• WRITTEN INSTRUCTION: Switch each "sample" to "example" in the rows from the first line through the line containing "M 123 40 L 152", and write out only those lines with nothing else changed.

A block of data:
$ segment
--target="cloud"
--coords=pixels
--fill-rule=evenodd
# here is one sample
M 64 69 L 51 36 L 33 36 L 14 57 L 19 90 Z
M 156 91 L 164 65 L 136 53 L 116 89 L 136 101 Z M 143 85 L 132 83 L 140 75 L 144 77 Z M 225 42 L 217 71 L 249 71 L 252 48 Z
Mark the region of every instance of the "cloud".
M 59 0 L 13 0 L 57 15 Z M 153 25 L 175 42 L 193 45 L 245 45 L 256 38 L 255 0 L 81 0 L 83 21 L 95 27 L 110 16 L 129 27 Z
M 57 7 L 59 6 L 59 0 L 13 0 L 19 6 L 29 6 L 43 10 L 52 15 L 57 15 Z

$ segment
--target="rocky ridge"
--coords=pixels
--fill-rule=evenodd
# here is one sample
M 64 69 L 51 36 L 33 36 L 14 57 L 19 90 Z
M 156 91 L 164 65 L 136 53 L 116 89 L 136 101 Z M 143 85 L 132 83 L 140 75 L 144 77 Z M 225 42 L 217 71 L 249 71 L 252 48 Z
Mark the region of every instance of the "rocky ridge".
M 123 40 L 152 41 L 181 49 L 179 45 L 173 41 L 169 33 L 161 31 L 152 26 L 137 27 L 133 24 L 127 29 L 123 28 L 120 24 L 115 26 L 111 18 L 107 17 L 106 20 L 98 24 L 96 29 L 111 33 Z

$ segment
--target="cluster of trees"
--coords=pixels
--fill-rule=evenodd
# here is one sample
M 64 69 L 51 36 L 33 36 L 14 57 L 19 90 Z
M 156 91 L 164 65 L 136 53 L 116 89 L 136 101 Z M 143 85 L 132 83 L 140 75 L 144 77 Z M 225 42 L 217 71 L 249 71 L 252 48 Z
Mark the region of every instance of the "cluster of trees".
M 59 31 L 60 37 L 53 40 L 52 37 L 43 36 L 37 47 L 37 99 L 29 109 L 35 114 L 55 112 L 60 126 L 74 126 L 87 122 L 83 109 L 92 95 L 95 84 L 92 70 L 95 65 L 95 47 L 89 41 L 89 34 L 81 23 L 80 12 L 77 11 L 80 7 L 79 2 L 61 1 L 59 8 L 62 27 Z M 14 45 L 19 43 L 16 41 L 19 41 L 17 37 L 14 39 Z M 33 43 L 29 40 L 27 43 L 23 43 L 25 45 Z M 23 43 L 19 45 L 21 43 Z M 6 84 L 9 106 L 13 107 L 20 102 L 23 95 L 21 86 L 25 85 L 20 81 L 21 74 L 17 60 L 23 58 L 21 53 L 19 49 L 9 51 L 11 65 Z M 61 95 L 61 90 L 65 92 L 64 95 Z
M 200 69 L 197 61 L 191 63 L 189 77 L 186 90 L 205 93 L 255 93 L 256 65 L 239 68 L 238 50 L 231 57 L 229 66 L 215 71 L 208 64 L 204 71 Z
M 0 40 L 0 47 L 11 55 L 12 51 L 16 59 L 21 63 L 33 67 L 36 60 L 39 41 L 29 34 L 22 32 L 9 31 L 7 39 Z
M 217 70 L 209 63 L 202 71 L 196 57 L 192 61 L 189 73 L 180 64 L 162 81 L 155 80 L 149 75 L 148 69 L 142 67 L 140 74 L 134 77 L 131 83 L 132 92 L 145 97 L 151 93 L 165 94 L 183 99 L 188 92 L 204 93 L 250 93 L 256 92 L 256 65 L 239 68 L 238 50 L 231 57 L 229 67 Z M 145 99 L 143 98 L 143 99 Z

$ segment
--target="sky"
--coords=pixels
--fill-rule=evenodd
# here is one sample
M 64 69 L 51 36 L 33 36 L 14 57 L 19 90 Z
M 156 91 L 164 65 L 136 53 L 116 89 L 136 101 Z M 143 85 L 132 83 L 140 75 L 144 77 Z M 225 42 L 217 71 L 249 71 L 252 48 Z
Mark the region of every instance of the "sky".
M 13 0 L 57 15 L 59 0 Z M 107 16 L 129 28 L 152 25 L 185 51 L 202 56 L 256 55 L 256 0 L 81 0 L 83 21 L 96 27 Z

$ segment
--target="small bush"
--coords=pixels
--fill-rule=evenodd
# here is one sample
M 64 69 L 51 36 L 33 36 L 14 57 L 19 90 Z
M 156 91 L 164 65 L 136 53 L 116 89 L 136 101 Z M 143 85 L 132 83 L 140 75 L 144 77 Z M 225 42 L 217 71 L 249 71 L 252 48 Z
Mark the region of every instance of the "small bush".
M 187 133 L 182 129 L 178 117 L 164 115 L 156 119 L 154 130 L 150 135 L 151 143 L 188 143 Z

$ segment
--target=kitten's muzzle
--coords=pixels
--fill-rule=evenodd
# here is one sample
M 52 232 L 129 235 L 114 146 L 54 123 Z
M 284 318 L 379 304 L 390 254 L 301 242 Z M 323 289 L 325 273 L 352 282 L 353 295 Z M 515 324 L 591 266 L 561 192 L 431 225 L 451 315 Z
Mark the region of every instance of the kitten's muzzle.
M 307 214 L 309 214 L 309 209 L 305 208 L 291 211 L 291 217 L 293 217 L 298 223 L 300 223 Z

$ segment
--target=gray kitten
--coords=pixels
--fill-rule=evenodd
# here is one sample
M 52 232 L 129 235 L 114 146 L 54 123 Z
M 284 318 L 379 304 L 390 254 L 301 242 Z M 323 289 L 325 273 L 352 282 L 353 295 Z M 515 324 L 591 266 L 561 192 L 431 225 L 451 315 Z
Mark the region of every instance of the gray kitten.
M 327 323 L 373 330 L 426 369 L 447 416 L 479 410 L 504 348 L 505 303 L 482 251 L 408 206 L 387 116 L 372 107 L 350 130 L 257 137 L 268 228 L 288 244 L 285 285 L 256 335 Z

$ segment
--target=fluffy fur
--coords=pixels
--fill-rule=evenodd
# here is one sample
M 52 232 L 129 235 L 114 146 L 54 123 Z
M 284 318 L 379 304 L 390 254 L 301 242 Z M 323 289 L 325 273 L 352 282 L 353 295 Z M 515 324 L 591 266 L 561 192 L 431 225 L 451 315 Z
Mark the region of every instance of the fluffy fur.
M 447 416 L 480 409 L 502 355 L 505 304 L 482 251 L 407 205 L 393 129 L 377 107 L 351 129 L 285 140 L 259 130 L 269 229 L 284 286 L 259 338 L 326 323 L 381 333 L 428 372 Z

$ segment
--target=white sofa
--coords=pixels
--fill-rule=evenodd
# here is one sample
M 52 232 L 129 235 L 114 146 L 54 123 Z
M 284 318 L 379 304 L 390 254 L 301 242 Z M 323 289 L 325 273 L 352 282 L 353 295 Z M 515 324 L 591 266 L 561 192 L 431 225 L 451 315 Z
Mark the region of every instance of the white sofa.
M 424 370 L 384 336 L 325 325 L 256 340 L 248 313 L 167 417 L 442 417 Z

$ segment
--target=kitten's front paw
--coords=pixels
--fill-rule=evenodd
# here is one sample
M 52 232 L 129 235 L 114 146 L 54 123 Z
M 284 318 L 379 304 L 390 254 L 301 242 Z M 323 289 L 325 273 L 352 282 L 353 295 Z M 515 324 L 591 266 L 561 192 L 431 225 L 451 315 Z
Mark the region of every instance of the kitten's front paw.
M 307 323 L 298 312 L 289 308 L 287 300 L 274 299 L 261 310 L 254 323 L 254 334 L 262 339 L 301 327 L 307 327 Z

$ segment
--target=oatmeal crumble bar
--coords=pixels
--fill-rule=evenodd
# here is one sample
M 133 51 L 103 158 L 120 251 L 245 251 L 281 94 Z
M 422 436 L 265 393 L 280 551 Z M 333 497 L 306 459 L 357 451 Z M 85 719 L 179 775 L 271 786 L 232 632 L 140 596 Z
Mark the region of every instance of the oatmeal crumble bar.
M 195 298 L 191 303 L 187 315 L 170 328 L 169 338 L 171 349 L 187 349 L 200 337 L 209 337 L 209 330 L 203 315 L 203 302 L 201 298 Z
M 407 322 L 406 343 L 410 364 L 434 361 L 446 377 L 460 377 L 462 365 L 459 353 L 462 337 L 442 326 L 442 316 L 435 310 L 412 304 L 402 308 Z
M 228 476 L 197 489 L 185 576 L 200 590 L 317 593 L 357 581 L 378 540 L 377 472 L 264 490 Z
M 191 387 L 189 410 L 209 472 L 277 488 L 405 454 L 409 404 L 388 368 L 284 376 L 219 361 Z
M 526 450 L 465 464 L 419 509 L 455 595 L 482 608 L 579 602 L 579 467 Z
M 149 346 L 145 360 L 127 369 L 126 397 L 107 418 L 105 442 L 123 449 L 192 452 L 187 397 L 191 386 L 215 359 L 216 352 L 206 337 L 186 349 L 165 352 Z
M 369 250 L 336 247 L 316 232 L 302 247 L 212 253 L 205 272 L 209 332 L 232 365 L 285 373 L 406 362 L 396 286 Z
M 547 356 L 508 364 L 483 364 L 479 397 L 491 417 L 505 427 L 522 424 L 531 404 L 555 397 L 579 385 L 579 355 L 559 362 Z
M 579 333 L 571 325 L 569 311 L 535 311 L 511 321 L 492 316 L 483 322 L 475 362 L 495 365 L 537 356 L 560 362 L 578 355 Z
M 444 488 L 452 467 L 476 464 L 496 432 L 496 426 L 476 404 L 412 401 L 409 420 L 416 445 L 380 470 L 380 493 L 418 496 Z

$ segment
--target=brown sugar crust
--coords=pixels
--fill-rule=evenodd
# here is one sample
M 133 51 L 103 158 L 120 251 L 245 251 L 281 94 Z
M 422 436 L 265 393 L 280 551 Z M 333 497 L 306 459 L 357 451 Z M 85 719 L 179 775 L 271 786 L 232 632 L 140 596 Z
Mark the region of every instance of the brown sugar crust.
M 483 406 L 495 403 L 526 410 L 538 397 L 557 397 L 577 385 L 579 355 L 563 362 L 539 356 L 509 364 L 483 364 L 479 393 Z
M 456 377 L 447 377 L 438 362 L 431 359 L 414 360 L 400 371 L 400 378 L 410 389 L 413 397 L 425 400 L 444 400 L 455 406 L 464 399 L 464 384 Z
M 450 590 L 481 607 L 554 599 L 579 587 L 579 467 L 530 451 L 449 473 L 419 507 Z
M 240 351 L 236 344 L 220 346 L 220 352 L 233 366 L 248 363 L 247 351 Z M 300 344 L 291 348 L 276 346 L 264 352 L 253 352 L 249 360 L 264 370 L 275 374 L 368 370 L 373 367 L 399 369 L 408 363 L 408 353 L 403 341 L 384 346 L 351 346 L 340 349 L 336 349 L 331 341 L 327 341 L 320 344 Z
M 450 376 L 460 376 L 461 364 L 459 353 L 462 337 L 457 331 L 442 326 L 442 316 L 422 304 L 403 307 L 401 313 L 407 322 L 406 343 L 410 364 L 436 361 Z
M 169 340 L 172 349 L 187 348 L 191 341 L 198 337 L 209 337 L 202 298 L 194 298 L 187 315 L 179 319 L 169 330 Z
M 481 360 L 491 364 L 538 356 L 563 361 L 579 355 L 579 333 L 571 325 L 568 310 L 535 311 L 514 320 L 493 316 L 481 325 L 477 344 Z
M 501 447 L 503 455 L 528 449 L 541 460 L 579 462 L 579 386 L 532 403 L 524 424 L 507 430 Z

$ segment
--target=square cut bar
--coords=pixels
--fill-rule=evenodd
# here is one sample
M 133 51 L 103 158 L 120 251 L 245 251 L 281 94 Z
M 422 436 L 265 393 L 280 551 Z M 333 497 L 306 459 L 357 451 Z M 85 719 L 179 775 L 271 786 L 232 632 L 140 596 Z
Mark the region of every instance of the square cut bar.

• RESULT:
$ segment
--target="cloud"
--coords=pixels
--fill-rule=evenodd
# here is one example
M 64 69 L 51 36 L 33 36 L 14 57 L 19 90 Z
M 156 91 L 164 65 L 136 53 L 116 89 L 136 101 Z M 143 85 L 132 83 L 140 75 L 144 77 Z M 225 42 L 217 71 L 249 71 L 252 48 Z
Mark the region of every instance of the "cloud".
M 59 0 L 13 0 L 57 15 Z M 153 25 L 175 42 L 193 45 L 245 45 L 256 38 L 255 0 L 81 0 L 83 21 L 95 27 L 110 16 L 129 27 Z
M 57 7 L 59 6 L 59 0 L 13 0 L 19 6 L 29 6 L 43 10 L 52 15 L 57 15 Z

$ segment
--target="rocky ridge"
--coords=pixels
--fill-rule=evenodd
# here is one example
M 64 69 L 51 36 L 33 36 L 14 57 L 19 90 Z
M 156 91 L 164 65 L 136 53 L 116 89 L 136 101 Z M 143 85 L 132 83 L 140 75 L 144 77 Z M 225 42 L 217 71 L 249 71 L 252 48 Z
Mark the region of every instance of the "rocky ridge".
M 123 40 L 152 41 L 181 49 L 179 45 L 173 41 L 169 33 L 161 31 L 152 26 L 137 27 L 133 24 L 127 29 L 123 28 L 120 24 L 115 26 L 111 18 L 107 17 L 106 20 L 98 24 L 96 29 L 111 33 Z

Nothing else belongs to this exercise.